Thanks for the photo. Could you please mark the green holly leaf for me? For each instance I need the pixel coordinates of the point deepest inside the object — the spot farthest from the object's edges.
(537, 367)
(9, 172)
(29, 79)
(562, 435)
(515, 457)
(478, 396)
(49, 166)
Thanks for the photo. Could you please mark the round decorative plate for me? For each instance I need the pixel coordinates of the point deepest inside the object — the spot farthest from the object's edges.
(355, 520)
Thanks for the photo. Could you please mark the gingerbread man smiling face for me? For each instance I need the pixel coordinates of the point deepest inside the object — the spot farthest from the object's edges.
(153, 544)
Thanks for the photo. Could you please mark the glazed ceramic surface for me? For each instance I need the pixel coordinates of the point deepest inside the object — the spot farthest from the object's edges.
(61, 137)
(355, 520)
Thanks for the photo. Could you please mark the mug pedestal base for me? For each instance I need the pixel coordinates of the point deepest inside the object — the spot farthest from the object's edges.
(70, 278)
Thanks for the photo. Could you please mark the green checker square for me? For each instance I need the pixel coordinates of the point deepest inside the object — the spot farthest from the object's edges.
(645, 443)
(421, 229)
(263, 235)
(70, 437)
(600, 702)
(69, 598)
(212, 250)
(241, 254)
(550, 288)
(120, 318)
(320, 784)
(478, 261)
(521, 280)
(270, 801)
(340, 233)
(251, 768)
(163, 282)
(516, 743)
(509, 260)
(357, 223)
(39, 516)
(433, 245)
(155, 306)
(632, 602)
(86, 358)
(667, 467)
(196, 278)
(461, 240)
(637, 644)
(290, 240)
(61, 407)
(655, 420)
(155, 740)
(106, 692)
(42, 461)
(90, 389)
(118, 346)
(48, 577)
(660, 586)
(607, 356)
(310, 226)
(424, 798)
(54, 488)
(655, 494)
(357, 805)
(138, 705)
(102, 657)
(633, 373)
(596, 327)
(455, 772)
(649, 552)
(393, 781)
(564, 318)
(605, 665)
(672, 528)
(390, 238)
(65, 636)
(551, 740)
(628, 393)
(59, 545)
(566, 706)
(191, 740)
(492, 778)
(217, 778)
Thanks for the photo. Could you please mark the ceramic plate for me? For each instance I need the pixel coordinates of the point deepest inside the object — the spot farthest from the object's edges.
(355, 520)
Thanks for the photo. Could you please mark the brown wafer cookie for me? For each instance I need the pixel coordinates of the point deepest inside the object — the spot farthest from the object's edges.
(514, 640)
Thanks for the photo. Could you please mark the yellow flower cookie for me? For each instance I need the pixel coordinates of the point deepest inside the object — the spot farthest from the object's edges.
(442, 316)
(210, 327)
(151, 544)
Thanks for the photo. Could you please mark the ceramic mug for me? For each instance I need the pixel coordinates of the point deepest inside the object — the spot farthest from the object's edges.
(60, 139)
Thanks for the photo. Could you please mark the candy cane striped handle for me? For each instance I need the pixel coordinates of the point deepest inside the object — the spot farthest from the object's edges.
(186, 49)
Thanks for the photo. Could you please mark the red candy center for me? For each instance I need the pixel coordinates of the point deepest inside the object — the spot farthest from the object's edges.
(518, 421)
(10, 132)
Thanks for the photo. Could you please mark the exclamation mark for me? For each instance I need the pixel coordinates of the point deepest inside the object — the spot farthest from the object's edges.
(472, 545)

____________________

> [Directive] Return every record above exactly as it appears.

> [Problem solution]
Thanks for the photo. Could you please mark the green holly leaf for me? For each instance I need the pixel coordinates of the point deepest inside the object — the spot farthest from the object's edges.
(537, 367)
(9, 172)
(29, 79)
(562, 435)
(515, 457)
(478, 396)
(49, 166)
Thanks for the photo. Could you please mark the round decorative plate for me? For each instance I need the pixel coordinates of the point deepest inside the object — the spot farthest from the object's edges.
(355, 520)
Thanks for the photo. Could you please mark the gingerbread man smiling face for me? For each instance I need the pixel coordinates of the point deepest inside the object — the spot farthest from the object's edges.
(153, 544)
Thanks for the photo. Could you please mark the glazed ceramic surface for me? For each instance I need the pixel coordinates of the point deepest inside the object — the spot farthest from the object's edges.
(61, 137)
(355, 520)
Thanks for the photo. Could you please mark the mug pedestal base for me? For each instance I need the pixel coordinates of the point deepest inside the object — the spot farthest from the object's edges.
(70, 278)
Thanks for the photo. Could you please mark the green checker square for me? For each instance I need the pixel coordinates of the point deepest inside the object — the spot farthest from the object's edges.
(645, 443)
(421, 229)
(263, 235)
(70, 437)
(600, 702)
(69, 598)
(212, 250)
(241, 254)
(550, 288)
(120, 318)
(320, 784)
(478, 261)
(521, 280)
(270, 801)
(340, 233)
(251, 768)
(163, 282)
(516, 743)
(509, 260)
(357, 223)
(39, 516)
(433, 245)
(155, 306)
(632, 602)
(86, 358)
(667, 467)
(196, 278)
(461, 240)
(637, 644)
(290, 240)
(61, 407)
(655, 420)
(155, 740)
(106, 692)
(42, 461)
(90, 389)
(118, 346)
(48, 577)
(660, 586)
(607, 356)
(310, 226)
(424, 798)
(54, 488)
(655, 494)
(357, 805)
(138, 705)
(102, 657)
(633, 373)
(596, 327)
(455, 772)
(649, 552)
(393, 781)
(564, 318)
(605, 665)
(672, 528)
(390, 238)
(65, 636)
(551, 740)
(628, 393)
(59, 545)
(566, 706)
(191, 740)
(492, 778)
(217, 778)
Thanks for the photo. Could you please mark the ceramic plate for me? For each instance I need the pixel coordinates of the point deepest inside the object — the spot farthest from the object's edges.
(355, 520)
Thanks for the photo. Could you please mark the brown wafer cookie for me? For each instance I need the pixel coordinates of the point deepest inside the object — the spot farthest from the object's edges.
(514, 640)
Thanks for the photo. Could you please mark the yellow flower cookie for me? For each instance I need the pixel coordinates of the point deepest inside the object — the spot farthest from the object's edges.
(442, 316)
(210, 327)
(151, 544)
Thanks for the photo. Could you please mark the ceramic mug for me? For each instance I need the pixel coordinates of the point deepest inside the object — the spot farthest from the object's edges.
(60, 139)
Thanks for the photo. Could you please mark the candy cane striped handle for me? For each instance I need the pixel coordinates of the point deepest inside the object — the spot farthest from the object's edges.
(186, 49)
Thanks for the photo. Could you please mark the red candy center for me? For each instance I need the pixel coordinates of the point deepest inside the object — the spot farthest from the object's edges.
(518, 421)
(10, 132)
Thanks for the photo. Could you please mark the exclamation mark for me? For each instance I need the pixel coordinates of the point deepest inside the object — the spot farthest from the object's edges.
(472, 545)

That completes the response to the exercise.